■ Records to process:

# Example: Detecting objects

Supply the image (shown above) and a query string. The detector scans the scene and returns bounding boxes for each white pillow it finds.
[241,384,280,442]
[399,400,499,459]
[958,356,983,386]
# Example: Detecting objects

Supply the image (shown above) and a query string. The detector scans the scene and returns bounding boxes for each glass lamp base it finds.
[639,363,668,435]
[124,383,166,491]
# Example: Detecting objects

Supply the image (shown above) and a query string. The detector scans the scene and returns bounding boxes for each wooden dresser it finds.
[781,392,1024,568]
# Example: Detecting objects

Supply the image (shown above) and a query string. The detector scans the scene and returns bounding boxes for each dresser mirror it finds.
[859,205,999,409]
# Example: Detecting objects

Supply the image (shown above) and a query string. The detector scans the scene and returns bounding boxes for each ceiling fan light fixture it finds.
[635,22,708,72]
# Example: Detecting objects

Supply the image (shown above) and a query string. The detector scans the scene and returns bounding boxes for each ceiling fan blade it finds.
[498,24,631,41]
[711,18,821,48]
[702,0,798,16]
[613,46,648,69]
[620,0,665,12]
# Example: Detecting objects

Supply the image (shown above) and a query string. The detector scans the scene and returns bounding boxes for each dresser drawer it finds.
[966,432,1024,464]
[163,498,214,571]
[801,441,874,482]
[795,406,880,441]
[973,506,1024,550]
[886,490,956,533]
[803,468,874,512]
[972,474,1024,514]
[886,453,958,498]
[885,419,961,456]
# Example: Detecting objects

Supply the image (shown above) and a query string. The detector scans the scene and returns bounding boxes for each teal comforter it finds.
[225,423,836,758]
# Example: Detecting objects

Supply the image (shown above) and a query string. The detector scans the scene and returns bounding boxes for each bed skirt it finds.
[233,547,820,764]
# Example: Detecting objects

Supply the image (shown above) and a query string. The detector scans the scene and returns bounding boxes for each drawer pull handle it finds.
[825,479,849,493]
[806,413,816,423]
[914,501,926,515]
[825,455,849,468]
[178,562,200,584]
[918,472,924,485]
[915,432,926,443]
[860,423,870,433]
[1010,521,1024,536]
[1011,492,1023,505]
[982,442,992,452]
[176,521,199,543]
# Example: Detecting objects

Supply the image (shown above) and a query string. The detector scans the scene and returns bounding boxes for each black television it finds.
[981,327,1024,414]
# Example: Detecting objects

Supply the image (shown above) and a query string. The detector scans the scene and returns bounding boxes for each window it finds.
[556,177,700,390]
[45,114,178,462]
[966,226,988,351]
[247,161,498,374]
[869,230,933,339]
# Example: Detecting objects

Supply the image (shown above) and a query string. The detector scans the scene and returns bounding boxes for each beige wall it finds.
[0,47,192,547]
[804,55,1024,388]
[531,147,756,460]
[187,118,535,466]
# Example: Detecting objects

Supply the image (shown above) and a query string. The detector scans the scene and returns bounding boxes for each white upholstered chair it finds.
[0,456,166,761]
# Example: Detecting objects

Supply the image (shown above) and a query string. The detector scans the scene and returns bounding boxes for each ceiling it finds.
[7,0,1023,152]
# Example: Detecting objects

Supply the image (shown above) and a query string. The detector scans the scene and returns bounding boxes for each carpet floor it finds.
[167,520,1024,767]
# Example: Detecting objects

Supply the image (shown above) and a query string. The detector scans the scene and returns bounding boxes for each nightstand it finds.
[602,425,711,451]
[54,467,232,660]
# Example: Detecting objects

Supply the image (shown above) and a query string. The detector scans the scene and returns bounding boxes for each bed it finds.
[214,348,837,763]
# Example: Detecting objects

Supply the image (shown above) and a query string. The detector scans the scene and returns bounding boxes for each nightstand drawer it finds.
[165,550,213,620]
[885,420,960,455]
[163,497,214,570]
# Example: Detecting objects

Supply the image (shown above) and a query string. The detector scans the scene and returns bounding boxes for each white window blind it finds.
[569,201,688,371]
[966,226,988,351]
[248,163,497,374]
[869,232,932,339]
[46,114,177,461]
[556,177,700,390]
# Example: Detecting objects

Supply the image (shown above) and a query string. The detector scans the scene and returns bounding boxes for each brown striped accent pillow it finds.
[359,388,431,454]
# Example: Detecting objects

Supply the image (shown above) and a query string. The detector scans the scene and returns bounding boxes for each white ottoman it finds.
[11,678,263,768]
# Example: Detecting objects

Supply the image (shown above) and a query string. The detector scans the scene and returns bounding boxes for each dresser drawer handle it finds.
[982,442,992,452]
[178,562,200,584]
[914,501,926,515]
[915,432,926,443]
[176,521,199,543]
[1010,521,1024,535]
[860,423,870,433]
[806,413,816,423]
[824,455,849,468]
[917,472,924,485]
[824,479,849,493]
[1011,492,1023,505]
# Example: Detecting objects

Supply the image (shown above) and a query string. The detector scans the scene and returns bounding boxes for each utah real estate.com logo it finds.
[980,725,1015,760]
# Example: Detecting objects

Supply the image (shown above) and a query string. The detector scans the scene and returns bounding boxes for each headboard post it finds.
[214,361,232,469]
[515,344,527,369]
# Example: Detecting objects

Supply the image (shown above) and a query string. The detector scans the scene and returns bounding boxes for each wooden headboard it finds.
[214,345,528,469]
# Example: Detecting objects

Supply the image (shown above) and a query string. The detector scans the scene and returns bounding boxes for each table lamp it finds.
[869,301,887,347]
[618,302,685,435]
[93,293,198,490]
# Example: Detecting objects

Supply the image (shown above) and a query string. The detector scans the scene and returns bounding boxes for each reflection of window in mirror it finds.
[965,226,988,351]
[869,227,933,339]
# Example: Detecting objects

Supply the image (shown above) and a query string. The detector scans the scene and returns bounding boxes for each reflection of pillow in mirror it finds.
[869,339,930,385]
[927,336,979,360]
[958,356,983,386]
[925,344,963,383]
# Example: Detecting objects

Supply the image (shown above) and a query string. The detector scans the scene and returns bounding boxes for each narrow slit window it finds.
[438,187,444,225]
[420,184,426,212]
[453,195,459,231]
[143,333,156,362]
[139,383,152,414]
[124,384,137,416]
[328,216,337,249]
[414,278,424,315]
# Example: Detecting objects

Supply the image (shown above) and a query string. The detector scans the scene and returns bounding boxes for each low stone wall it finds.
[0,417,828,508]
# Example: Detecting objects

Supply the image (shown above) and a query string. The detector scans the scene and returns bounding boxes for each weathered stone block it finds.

■ Activity:
Transcribe the listing shown above in full and without change.

■ Answer box:
# Example: Detecting objects

Supply the image (shown above) and a query string. The detector scans the scene and returns bounding boxes for each white pillow it finds.
[241,384,280,442]
[399,400,499,459]
[958,356,983,386]
# Example: Detecting objects

Supply the image (shown above) and a query string. The detector scans the scene and returns bounding boxes for each glass lamp base it finds.
[639,363,668,435]
[124,383,166,491]
# Example: Detecting objects

Supply the image (shown above) and a query string. The detector scans the scene and returns bounding boxes for each wooden dresser it finds.
[781,392,1024,568]
# Example: Detecting objects

Supply the image (shown above) and a query string. The detector scans the scene and returns bounding boxes for each dresser mirror it finds.
[859,205,999,409]
# Example: Detecting objects

Supply the image (shown above) and a query string. The detector scans the scene and returns bounding boxes for each ceiling fan light fixture it finds.
[635,22,708,72]
# Example: Detecting objects

Supply the image (shown above) and a query string. The detector scans the scene and returns bounding boxes for each ceiling fan blade it finds.
[498,24,631,41]
[711,18,821,48]
[702,0,798,16]
[613,46,648,69]
[620,0,665,12]
# Example: Detecting objects

Supply the image (shown above) and a query string. The detector scans the scene and returns bounding boxes for each dresser drawer it finds.
[966,432,1024,464]
[163,498,214,571]
[801,441,874,482]
[795,406,880,441]
[973,506,1024,550]
[886,490,956,533]
[803,468,874,512]
[972,474,1024,514]
[886,453,958,498]
[885,419,961,456]
# Example: Detecting objects

Supply the image (shown above) and a query string. The detector scans the scene and returns bounding boxes for each teal comforter it finds.
[225,423,836,758]
# Example: Detecting objects

Supply the image (shown above) and a query string. The detector scans the scene and returns bounding boxes for each bed skirt it finds.
[233,547,820,764]
# Example: Detecting objects

Supply the image (shown above) and a query string. The detector scans the scene and returns bounding boxes for each drawer pull handle it finds.
[825,479,849,493]
[806,413,816,423]
[914,501,926,515]
[825,455,849,468]
[178,562,200,584]
[918,472,924,485]
[915,432,926,443]
[860,423,870,433]
[1010,521,1024,536]
[1011,492,1023,505]
[982,442,992,452]
[176,521,199,543]
# Example: Detecting objects

Supply the image (shown above) and a query string. The detector scans the scene and returns bounding boxes for each black television it finds.
[981,327,1024,414]
# Example: Detecting objects

Supply the image (shown above) and a query string. The detector scans the scene and returns bounding boxes for each window it finds.
[556,177,700,390]
[45,114,178,462]
[966,226,988,351]
[247,161,498,374]
[869,230,933,339]
# Example: Detecting objects

Supply the image (shown above) and a query string. The detector scans the scene and returns bounding boxes for each beige wall it finds.
[0,47,192,547]
[804,55,1024,388]
[531,147,756,460]
[187,118,535,466]
# Example: Detecting objects

Supply the image (shown above) and a query string. The detector scans the scene and returns bounding boxes for each white upholstered chair it finds.
[0,456,166,761]
# Example: Detecting objects

Supply the image (shown above) and a query string. The detector scans the scene and returns bounding boxes for each ceiling it finds.
[7,0,1023,152]
# Example: Detecting objects

Supply the image (shown above) and a query string. The detector scans the scene and returns bounding boxes for each carpet floor it finds.
[167,520,1024,767]
# Example: Detecting objects

Supply the image (shown above) and a query string. The detector scans the scene and returns bounding boxes for each nightstand it finds.
[602,425,711,451]
[54,467,232,660]
# Example: Detecting objects

Supply the image (shown above) and a query string. The detector scans the scene and returns bounding boxes for each bed it finds.
[214,348,837,763]
# Example: Detecting objects

Supply the image (shown above) and a query string. The detector scans the scene and returns bounding boxes for each nightstand drawer it finds.
[165,550,213,620]
[885,420,960,455]
[163,497,214,570]
# Example: Detecting objects

Supply the image (shown above) and a query string. The detector scans the scene and returns bounding boxes for each white window blind it finds.
[569,201,688,371]
[966,226,988,351]
[248,163,497,374]
[869,232,932,339]
[46,114,177,461]
[556,177,700,390]
# Example: Detecting objects

Supply the image (shown above) and a query string. The detector scans the scene and returns bounding boxes for each brown striped accent pillow it finds.
[359,388,431,454]
# Example: Detecting objects

Supply the image (shown above) and a query string. The detector scans the scene and returns bounding boxes for each white ottoman it finds.
[11,678,263,768]
# Example: Detecting objects

Supply the image (shown above) and a query string. The detector scans the scene and returns bounding boxes for each dresser drawer handle it finds.
[982,442,992,452]
[178,562,200,584]
[914,501,926,515]
[915,432,926,443]
[176,521,199,543]
[1010,521,1024,535]
[860,423,870,433]
[806,413,816,423]
[824,455,849,468]
[917,472,924,485]
[824,479,849,493]
[1011,492,1023,505]
# Example: Detecting objects

Supply the image (shown above) and a query string. The detector scans the scene and returns bounding boxes for each utah real estate.com logo it finds.
[980,725,1015,760]
# Example: Detecting objects

Supply the image (shown above) and a query string. The detector scans the scene and returns bounding boxes for each headboard post it finds.
[214,361,232,469]
[515,344,527,369]
# Example: Detecting objects

Supply the image (shown above) and a query string. The detector scans the scene and returns bounding boxes for each wooden headboard it finds.
[214,345,528,469]
# Example: Detecting objects

Supply the image (shown above) and a query string. The detector scans the scene and returns bounding boxes for each table lamp it finds.
[869,301,887,347]
[618,302,685,435]
[93,293,198,490]
# Example: Detecting objects

Supply the image (shown above) and a query string. The detector scans the scene and returns bounding boxes for each reflection of window in mirror it finds.
[965,226,988,351]
[869,227,933,339]
# Example: Detecting objects

Supply the image (shown above) and a query string. The detector scans the scene and returns bounding boxes for each reflection of pillow in mirror it finds.
[869,339,930,385]
[927,336,979,360]
[958,356,983,386]
[925,344,963,383]
# Example: Detecting objects

Supply the image (shown above) and a query string. The detector scans the scene and returns bounding boxes for each narrow slit window it finds.
[438,187,444,225]
[420,184,426,212]
[453,195,459,231]
[143,333,156,362]
[139,383,152,414]
[124,384,137,416]
[328,216,337,249]
[414,278,424,315]
# Example: Detecting objects

Supply the image (shown above) and a query string. The detector scans the scene and returns bounding boxes for each low stone wall it finds.
[0,417,828,508]
# Example: Detecting objects

Supply the image (shown above) and a query string. The detector scans the scene and returns bounding boxes for each weathered stone block it finds.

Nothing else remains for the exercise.